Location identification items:
☆ ☆ ☆ ☆

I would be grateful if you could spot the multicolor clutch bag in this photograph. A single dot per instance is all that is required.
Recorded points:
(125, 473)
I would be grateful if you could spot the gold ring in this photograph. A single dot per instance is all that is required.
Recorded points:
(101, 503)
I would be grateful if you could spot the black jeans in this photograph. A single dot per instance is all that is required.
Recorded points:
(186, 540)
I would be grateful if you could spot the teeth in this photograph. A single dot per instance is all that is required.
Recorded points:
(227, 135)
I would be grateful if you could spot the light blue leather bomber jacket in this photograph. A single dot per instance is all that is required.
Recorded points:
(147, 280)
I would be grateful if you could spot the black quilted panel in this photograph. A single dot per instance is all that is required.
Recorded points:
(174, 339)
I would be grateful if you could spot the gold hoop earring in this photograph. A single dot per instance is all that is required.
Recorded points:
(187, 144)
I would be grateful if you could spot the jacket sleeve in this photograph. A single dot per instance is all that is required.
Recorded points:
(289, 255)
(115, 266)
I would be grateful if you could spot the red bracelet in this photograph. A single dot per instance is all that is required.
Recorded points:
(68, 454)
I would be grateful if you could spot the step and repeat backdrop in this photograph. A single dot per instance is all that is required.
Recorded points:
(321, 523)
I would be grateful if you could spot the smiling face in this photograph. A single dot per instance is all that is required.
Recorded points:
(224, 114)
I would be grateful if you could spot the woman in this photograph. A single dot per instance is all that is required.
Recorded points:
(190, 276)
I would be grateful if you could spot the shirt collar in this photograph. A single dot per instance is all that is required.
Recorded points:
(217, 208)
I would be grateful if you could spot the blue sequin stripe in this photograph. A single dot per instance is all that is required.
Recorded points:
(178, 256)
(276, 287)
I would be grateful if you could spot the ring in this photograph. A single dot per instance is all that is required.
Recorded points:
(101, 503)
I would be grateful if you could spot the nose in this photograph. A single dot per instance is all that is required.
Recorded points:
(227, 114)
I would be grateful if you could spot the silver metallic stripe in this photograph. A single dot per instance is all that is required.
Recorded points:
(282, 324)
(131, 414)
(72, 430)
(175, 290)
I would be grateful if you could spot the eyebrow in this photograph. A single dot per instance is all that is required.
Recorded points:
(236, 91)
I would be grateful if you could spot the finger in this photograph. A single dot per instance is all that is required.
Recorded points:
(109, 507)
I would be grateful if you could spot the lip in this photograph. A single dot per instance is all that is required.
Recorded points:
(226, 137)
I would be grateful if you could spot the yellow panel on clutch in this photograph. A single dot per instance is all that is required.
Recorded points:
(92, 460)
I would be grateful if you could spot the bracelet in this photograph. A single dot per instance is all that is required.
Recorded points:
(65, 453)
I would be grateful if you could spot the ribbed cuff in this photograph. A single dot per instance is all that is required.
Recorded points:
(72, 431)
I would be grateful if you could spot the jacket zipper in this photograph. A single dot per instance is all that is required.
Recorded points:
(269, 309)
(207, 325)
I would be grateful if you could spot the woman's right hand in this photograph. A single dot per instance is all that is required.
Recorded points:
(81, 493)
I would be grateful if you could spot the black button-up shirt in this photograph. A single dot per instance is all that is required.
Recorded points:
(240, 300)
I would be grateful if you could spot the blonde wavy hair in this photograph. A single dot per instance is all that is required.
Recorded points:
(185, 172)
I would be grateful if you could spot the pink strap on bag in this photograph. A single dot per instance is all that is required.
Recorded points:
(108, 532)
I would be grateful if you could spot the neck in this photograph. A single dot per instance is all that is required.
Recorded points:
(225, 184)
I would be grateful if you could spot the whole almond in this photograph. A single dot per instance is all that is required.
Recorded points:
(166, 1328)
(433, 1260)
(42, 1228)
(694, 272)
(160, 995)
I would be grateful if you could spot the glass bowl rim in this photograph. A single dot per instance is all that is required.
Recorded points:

☆ ☆ ☆ ☆

Rewrite the entire listing above, changing every "Recorded points" to "Marked points" and keeping all other wording the same.

I would be grateful if you could spot the multicolor clutch bag in this photograph. A single dot per instance is all that is required.
Marked points:
(125, 473)
I would be grateful if you could spot the gold ring in this photograph. A single dot per instance is all that is required.
Marked points:
(101, 503)
I would be grateful if you could spot the black jeans in this photograph. A single dot per instance is all that is required.
Marked points:
(186, 540)
I would be grateful if you could spot the teeth in this photograph. A single dot per instance is all that is required.
Marked points:
(227, 135)
I would be grateful if you could spot the light blue leather bomber jacket in this photograph. A single dot per instance is all that is required.
Marked points:
(147, 280)
I would be grateful if you could spot the black quilted panel in this photograph. A single dot per instance is all that is required.
Marked points:
(174, 339)
I would be grateful if you could spot the gold hoop earring in this photograph. A single dot per instance is all that is required.
Marked points:
(187, 144)
I would be grateful if you could spot the jacket sleeve in this photograph. A single dot per instance is all that is required.
Marked points:
(289, 255)
(115, 266)
I would be grateful if you could spot the red bracelet in this photograph. A single dot per instance is all that is required.
Marked points:
(68, 454)
I would be grateful if you could spot the step and repeat backdrop in this photograph. A single dot per instance is all that is required.
Marked points:
(321, 523)
I would be grateful if you could spot the smiling face in this photograph. A single dot per instance is all that is required.
Marked points:
(224, 114)
I would be grateful if you could spot the woman in this photograph. A single dot per instance is all that is required.
Marked points:
(190, 276)
I would be grateful if you could spot the shirt collar in this photograph. A single dot per instance is all that is required.
Marked points:
(217, 208)
I would be grateful if you could spot the blue sequin stripe in this photograph. A single dot per instance is all that is required.
Marked points:
(178, 256)
(276, 287)
I would be grateful if you could spot the ring in this photograph. A single dot per instance is all that is required.
Marked points:
(101, 503)
I would be grateful if you could spot the nose in this photograph. A single dot per instance is all that is required.
Marked points:
(227, 114)
I would be grateful if you could spot the silver metallic stripe in this photograph. A single dot per instance is all that is required.
Marked points:
(282, 324)
(131, 414)
(72, 430)
(175, 290)
I would be grateful if you could spot the eyebrow in this photograph. A single dot per instance is all that is required.
Marked points:
(236, 91)
I would be grateful if you could spot the finger in this photograph. A single dot per instance is all that is required.
Marked points:
(109, 507)
I would be grateful if you could spot the lip in this photograph. A single dot per instance is all that is required.
Marked points:
(226, 137)
I would be grateful if you could spot the yellow panel on clutch in this photograph. A single dot per instance is all that is required.
Marked points:
(92, 460)
I would be grateful if you could spot the bracelet in this photograph. A single dot per instance is all that is required.
Marked points:
(65, 453)
I would be grateful if you could spot the ribbed cuff in this photograph. A single dot per instance is all that is required.
Marked points:
(72, 431)
I would be grateful if you could spot the jacket zipper in this photograph. A single dot per instance is all that is required.
Marked points:
(269, 309)
(207, 325)
I would be grateful if you could spot the woman's right hand in this photograph. A single dot per instance is all that is required.
Marked points:
(81, 493)
I would be grateful if you could spot the black button-up shirt in this photograph. A single dot per instance is all that is required.
Marked points:
(240, 300)
I would be grateful if you could spot the blonde wavy hair in this photograph. A single dot per instance is all that is required.
Marked points:
(185, 172)
I would be grateful if you could spot the pink strap on bag in this photograph. A single dot per instance is all that is required.
Marked points:
(108, 532)
I would be grateful if you could spot the neck in this photograph. A single dot per instance is all that is required.
Marked points:
(225, 184)
I would be grateful if you could spot the whole almond in this photograph. A single dot per instance is all that is required.
Marked points:
(166, 1328)
(433, 1260)
(42, 1228)
(694, 272)
(160, 995)
I would be grateful if you could spot the glass bowl rim in this photograph. A single dot per instance is all that is required.
Marked points:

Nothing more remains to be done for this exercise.